SUPPLIED TEXT:
---+---

A wife in peril
At the time of the McDonagh incident, Cooke was dealing with weeks of stress. A day after the Winter Classic in January, his wife woke him up 3 a.m. seriously ill. She was hospitalized for the next 10 days.
Two days into it, Cooke was in Montreal when he got a call from the Penguins doctor to rush home. His wife was dying. A chaplain was called into the room to pray with their children.
A kidney stone one inch in diameter in Michelle’s left kidney lodged in her urethra.
“Her right kidney couldn’t keep up and was infecting her everywhere,” Cooke said. “It just kept getting worse and worse.”
It took four surgical procedures over several weeks to treat his wife, who couldn’t eat and was laid up for weeks. Over that time, Cooke had to juggle hockey with being there for his kids at every juncture — driving to school, cooking meals, bringing them to friends and practices.
“Afternoon gameday naps didn’t exist,” Cooke said. “I was playing but in another world. [Penguins coach Dan Bylsma] had to come down to me a few times during games and say, ‘You here right now?’ I’d be like, ‘Now I am.’ It was just cobwebs, like your brain was everywhere.”

---+---

SUPPLIED MATERIAL:
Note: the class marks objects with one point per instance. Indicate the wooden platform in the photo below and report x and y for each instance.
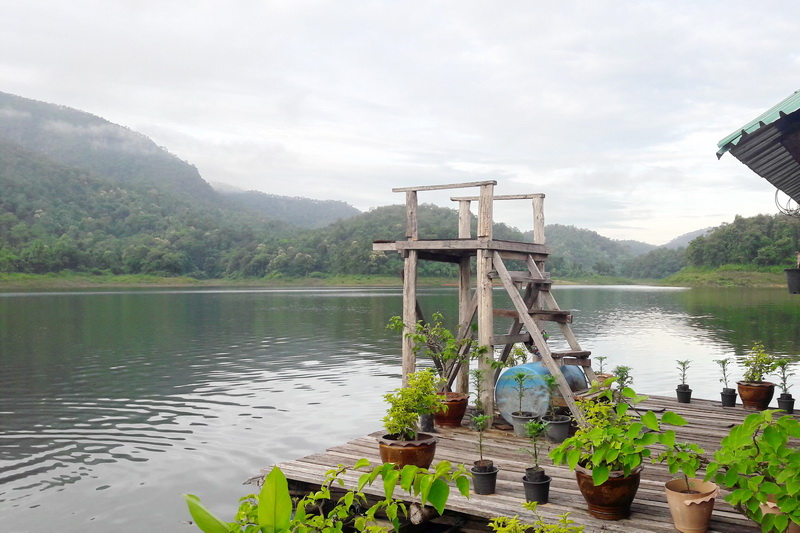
(708, 422)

---+---

WORK ITEM: Extend the piece on Cooke's wife falling ill, which appears before the data, starting right after its last paragraph.

RESPONSE AREA:
Coincidentally, the first game Michelle was cleared to watch her husband play in person again was that March 20 game vs. the Rangers.
“It was unbelievable,” Cooke said. “[Brian] Boyle crossed the middle in that game. I let him off the hook because I was afraid something was going to go wrong. [Bryan] McCabe turns his back on one play and I grab him and don’t hit him, all situations where the year before I’d try to crush them.
“Then the McDonagh thing happens. I was going to hit him and at the last second I realize he has no idea I’m coming. Then I see that I’m about to run myself straight into the boards, so I put my arm up to protect myself. I skated off shaking my head because I was trying not to hammer somebody and still did.”
Toning it down
For years Cooke was taught to go for the biggest hit possible. He knew to stay in the league he had to be a pest.
“[In Vancouver], Mike Keenan would just kick me in the pants and say, ‘The goalie needs to be run,’ ” Cooke said.
During his suspension, Cooke watched hours of video with Bylsma and assistant coach Tony Granato, not just of his incidents, but any games.
“I felt if I don’t view the game differently, I’m not going to change,” Cooke said.
Shero says Cooke has transformed his game. In two years since the McDonagh incident, Cooke has amassed 80 penalty minutes in 130 games, no major penalties in the regular season and no suspensions. He’s not even considered a “repeat offender” by the NHL anymore.
“Rugby players beat the heck out of each other for 60 minutes. Punch each other in the face, kick each other with spike shoes, rip each other’s ears off,” Cooke said. “The only rule, when the whistle blows, the game’s over, and you go have a beer together.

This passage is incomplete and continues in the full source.